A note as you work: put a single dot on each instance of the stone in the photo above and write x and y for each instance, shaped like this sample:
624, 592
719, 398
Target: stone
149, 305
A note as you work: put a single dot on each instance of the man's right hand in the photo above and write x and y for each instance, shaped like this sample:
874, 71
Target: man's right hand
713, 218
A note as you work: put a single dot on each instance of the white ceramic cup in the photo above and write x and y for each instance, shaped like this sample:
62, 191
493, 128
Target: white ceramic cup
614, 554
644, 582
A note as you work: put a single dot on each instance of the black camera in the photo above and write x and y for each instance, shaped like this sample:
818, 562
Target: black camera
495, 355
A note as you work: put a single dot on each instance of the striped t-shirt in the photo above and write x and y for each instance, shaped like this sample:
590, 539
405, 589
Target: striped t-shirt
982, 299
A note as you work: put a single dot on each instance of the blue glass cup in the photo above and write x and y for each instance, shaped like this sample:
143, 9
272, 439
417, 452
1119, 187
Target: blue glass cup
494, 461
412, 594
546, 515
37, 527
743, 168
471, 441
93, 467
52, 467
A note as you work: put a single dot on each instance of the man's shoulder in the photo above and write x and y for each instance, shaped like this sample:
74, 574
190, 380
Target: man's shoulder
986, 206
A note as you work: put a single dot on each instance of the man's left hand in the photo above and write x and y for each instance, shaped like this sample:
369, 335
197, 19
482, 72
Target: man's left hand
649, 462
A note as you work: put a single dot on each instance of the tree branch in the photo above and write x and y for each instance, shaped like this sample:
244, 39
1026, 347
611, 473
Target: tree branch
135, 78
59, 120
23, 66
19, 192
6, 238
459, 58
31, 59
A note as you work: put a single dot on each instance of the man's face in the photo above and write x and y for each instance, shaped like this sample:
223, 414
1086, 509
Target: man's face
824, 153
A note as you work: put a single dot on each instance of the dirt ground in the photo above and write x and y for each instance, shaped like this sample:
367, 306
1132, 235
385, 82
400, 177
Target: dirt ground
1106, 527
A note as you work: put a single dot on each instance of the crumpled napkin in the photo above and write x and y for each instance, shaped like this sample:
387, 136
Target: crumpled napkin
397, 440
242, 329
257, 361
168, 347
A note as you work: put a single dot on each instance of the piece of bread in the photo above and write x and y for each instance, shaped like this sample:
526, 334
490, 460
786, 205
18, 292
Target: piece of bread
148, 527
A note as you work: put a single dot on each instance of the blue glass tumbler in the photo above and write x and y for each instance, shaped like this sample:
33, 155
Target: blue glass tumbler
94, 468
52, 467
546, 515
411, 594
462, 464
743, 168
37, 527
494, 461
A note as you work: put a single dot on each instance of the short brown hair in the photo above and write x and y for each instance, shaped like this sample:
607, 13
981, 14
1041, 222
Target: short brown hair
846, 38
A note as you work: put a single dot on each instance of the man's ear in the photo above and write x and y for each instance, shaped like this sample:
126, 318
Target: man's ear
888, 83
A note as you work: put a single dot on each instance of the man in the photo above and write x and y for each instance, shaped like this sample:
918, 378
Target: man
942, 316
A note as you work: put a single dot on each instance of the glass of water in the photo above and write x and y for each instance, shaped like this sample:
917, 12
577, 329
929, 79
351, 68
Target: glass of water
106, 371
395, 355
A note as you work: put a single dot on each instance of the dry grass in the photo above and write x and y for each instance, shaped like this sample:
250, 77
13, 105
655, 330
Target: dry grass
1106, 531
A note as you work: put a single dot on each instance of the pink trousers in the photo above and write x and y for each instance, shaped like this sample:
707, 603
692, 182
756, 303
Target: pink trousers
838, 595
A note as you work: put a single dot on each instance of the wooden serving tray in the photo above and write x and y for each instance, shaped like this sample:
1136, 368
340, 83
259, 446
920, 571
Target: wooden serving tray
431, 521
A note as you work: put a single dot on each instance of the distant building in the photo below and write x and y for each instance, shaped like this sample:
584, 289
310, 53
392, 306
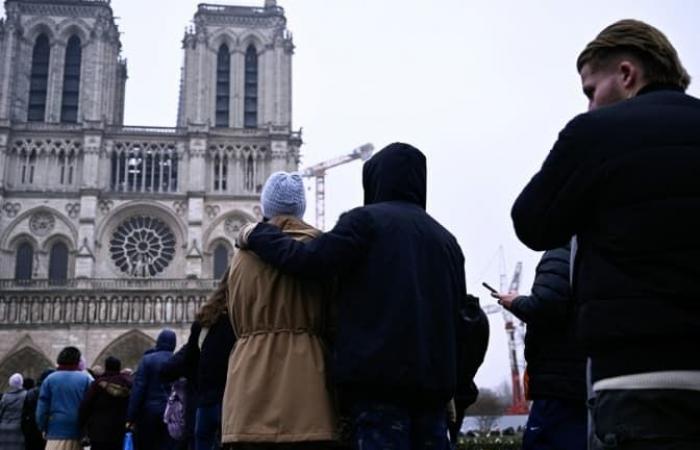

### Given task
Reproduce every line above word for word, leaving out the picture.

### Answer below
A note as you work: put a single dot on each instance of the stone in the photo above and write x and y for each instance, shaped like this sample:
624, 592
719, 398
Target: stone
149, 305
A note as you work: put a single dot on each instance of the man's right hand in the photo above and write x and y for each instance, shaped like this sample:
874, 71
Target: man's right hand
713, 218
A note as you work: put a single dot on each instance of the white ceramic cup in the photo above and write x and y for each instance, shaped like this sample:
62, 191
493, 128
Target: white ceramic cup
614, 554
644, 582
A note as you work: put a single dot on each instance of the black camera in the photo above and write x and y for each instance, shaped like this sample:
818, 562
Target: black camera
495, 355
A note as you work: put a single dot on each instance of the striped t-shirt in the photo above and write x and y for each instance, shaped like this sample:
590, 539
405, 589
Target: striped t-shirt
982, 299
A note as you work: put a single dot on each instance of the blue glass cup in the photo above and write x and y for each instance, shaped like this sample:
143, 9
272, 439
417, 452
1119, 187
Target: blue glass cup
494, 461
412, 594
546, 515
37, 527
743, 168
471, 441
93, 467
52, 467
A note as you work: put a single dot on each instance of the man's shoulder in the photo above and write x and y for each instance, shaped like this sample:
74, 574
190, 380
Target: man's shoulder
986, 206
A note as you work: put a single dot on each instance of the man's left hand in the photo above and write x and y for each instance, shaped like this sample:
369, 335
197, 19
482, 72
Target: man's left hand
649, 462
A note as you work: put a single dot on each instance of the tree branch in the photo above and write x and y for each instance, shaped like this sample:
244, 39
1026, 347
611, 473
Target: tree branch
135, 78
59, 120
23, 66
19, 192
6, 238
459, 58
31, 59
A note as you work: put a single dot on each instance of the man's face in the photo above and write x and y for each instance, shaped like this sample:
223, 414
1086, 509
Target: man's face
824, 153
A note as you work: put a single dot on each instance of the dirt ground in the photo above and write x and y for each instance, shaped like this sample:
367, 306
1132, 235
385, 82
400, 177
Target: dirt ground
1106, 527
A note as you work: put a single dot on each instance of the crumpled napkin in the photo above and write x and y for each instance, shaped like this sample:
387, 136
Target: crumpled napkin
397, 440
242, 329
257, 361
168, 347
A note as you work: put a single dot on each instance of the piece of bread in the photo above and write x and y for each instance, shaped like this sample:
526, 334
490, 460
786, 205
18, 292
Target: piece of bread
148, 527
A note as you work: put a single dot on each instance of the blue glass tumbler in the photo above and write x and y for each instance, shaped like this sample:
33, 155
Target: blue glass tumbler
94, 468
52, 467
546, 515
411, 594
462, 464
743, 168
37, 527
494, 461
A note as you work: put a single dot on each instance of the short brown hair in the photo above and write x and y for each instance, shaped like this sample:
607, 13
981, 14
1041, 222
Target: short brown hair
846, 38
A note as you work: put a single dot on each instance of the man's ear in the photo above and write x and y for each instance, shaped like this sample:
126, 318
Target: man's ear
888, 83
A note as you work: put a single dot on each instance of the man in the photo above and write x and y for each instance, shaped like this sample:
918, 378
Target: man
942, 316
A note as you work: put a single dot on each instance of the glass of water in the photo above and write x and y for each instance, shaped like this sample:
917, 12
577, 329
929, 79
351, 68
Target: glass of water
106, 371
395, 355
A note as you work: put a single dot on each instance of the dry grass in the photo above and write x and y for each instance, shaped like this sample:
250, 77
13, 105
655, 330
Target: dry grass
1106, 531
A note as you work: put a single dot on each instance of the pink trousers in the photo above and write x and y for each instance, shaped like this sample:
707, 603
692, 182
756, 303
Target: pink trousers
838, 595
A note as you work: put a single dot on each instance of the wooden serving tray in the photo above and write x and y for each instance, shaped like this sample:
1136, 368
340, 83
259, 446
920, 571
Target: wooden serving tray
431, 521
A note as you work: put a single dot on each instance of the distant building in the photo below and write x and y for each instance, shaped like this sample:
584, 289
310, 53
392, 306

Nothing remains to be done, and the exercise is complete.